YOUR GOAL
In the auditor's review report below, copy word for word the part that opens with the words "We have been" and closes with "of financial statements.".

TEXT EXCERPT

-- START --

We have been engaged by the Company to review the condensed set of financial
statements in the half-yearly financial report for the 26 weeks ended 28 June
2015 which comprises the consolidated income statement, the consolidated
statement of comprehensive income, the consolidated statement of changes in
equity, the consolidated cash flow statement, the consolidated balance sheet
and related notes 1 to 17. We have read the other information contained in the
half-yearly financial report and considered whether it contains any apparent
misstatements or material inconsistencies with the information in the
condensed set of financial statements. 
 
This report is made solely to the Company in accordance with International
Standard on Review Engagements (UK and Ireland) 2410 'Review of Interim
Financial Information Performed by the Independent Auditor of the Entity'
issued by the Auditing Practices Board. Our work has been undertaken so that
we might state to the Company those matters we are required to state to it in
an independent review report and for no other purpose. To the fullest extent
permitted by law, we do not accept or assume responsibility to anyone other
than the Company, for our review work, for this report, or for the conclusions
we have formed.

-- END --

DATA EXTRACT
-- START --

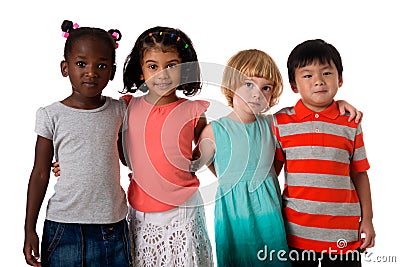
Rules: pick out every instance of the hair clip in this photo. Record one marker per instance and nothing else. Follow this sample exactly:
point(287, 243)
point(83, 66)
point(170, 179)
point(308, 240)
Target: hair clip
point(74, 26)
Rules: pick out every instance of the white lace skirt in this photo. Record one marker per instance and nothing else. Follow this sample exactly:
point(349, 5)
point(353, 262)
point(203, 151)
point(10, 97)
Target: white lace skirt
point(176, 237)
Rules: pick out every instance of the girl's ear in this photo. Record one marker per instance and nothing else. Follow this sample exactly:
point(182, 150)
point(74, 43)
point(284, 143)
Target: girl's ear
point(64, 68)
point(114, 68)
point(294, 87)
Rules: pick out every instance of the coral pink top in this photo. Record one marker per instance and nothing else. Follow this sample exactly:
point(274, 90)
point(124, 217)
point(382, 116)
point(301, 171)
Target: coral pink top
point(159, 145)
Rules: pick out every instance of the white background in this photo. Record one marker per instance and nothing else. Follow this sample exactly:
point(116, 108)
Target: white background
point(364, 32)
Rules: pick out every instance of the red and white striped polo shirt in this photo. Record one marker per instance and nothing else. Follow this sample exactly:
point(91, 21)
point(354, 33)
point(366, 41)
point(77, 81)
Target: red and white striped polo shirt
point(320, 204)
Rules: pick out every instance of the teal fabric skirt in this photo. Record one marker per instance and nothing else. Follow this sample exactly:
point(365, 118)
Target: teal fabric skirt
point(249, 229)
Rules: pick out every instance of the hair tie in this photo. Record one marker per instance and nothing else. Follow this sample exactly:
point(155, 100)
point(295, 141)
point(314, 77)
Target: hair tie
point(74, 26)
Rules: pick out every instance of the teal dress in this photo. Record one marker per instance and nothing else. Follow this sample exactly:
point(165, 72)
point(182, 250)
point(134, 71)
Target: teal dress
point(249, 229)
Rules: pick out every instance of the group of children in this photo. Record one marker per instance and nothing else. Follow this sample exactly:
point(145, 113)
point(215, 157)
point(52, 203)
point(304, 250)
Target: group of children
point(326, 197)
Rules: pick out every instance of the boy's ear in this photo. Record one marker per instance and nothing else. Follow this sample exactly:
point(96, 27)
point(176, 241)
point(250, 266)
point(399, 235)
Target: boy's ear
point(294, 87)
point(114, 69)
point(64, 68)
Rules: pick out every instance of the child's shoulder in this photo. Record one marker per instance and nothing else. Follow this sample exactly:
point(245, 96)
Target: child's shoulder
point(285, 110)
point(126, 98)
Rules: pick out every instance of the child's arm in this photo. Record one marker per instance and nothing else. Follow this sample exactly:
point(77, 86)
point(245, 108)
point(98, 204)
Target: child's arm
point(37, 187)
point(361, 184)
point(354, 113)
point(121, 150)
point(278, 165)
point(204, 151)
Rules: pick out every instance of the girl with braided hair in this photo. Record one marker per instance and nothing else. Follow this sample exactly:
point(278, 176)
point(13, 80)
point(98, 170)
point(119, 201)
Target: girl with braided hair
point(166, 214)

-- END --

SOLUTION
We have been engaged by the Company to review the condensed set of financial
statements in the half-yearly financial report for the 26 weeks ended 28 June
2015 which comprises the consolidated income statement, the consolidated
statement of comprehensive income, the consolidated statement of changes in
equity, the consolidated cash flow statement, the consolidated balance sheet
and related notes 1 to 17. We have read the other information contained in the
half-yearly financial report and considered whether it contains any apparent
misstatements or material inconsistencies with the information in the
condensed set of financial statements.